:: What you should do ::
From the data, copy out every line in which the word "console" appears.

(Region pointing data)
━━━━━━━━━━━━━━━━━━━━━━━━━━━━━━
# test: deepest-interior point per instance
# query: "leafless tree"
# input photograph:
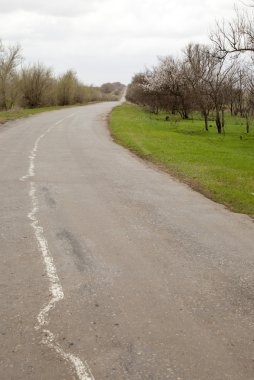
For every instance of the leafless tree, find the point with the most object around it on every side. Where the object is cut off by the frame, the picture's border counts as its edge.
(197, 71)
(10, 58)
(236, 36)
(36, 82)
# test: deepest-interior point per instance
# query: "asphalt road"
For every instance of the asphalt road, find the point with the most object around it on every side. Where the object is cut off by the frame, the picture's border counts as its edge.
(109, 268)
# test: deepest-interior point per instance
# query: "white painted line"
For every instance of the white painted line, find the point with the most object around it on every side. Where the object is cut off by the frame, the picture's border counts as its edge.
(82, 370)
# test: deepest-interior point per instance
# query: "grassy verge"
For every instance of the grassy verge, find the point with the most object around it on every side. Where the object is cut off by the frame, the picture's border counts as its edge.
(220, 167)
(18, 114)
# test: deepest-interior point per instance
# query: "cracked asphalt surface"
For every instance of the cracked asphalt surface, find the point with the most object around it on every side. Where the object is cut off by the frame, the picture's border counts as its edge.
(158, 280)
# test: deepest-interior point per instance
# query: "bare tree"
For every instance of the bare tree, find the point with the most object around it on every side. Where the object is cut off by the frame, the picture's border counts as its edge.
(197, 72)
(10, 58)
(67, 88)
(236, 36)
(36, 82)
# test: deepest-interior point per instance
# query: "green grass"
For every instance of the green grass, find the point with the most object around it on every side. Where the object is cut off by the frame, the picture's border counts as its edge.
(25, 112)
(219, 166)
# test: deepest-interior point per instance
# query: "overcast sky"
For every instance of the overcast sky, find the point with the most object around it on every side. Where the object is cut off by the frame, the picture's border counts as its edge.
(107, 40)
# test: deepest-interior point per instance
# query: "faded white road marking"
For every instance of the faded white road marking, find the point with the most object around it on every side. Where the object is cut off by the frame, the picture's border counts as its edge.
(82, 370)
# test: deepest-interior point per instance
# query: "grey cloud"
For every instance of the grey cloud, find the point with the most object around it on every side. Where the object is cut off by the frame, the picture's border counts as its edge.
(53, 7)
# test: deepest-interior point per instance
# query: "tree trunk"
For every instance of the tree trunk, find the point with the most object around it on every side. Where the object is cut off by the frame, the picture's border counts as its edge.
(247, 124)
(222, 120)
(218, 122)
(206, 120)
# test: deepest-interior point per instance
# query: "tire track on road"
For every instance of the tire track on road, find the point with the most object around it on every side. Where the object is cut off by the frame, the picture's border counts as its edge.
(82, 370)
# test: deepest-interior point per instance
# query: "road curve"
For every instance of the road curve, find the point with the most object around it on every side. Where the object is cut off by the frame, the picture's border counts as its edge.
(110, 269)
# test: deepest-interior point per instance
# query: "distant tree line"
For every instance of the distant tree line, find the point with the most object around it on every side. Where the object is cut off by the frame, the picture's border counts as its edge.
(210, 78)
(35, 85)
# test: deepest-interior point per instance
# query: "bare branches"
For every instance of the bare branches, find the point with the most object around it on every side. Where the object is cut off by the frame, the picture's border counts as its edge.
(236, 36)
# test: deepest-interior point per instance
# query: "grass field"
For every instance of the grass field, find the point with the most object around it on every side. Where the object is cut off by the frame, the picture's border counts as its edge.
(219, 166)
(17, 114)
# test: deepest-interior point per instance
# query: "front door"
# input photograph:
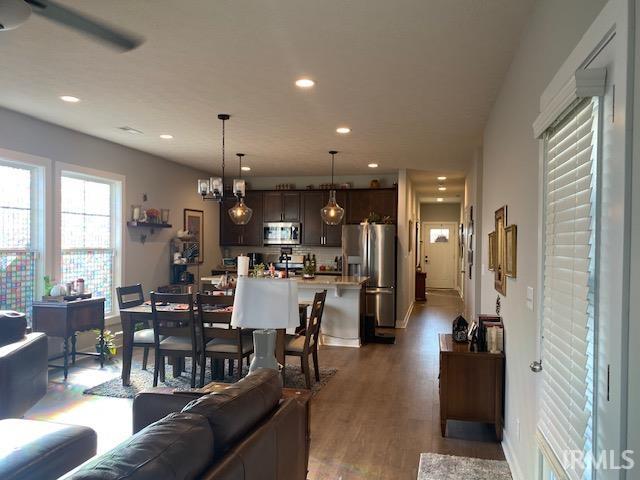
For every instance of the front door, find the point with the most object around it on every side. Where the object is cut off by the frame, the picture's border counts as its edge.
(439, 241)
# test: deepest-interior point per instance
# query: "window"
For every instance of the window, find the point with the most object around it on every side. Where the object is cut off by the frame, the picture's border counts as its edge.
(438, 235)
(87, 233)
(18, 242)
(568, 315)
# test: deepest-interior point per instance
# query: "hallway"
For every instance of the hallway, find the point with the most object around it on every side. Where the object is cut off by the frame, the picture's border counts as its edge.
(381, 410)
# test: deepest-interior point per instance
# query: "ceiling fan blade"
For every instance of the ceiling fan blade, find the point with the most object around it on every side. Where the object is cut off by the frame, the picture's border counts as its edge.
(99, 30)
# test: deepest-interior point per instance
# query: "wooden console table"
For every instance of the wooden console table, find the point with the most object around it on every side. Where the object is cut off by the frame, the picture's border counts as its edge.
━━━━━━━━━━━━━━━━━━━━━━━━━━━━━━
:: Response ::
# query: "wooden console table"
For every instance of the wooden console table, find the point with the most object around it on every side. Where the object is cut off by the frame, the picture's border counts as its edge.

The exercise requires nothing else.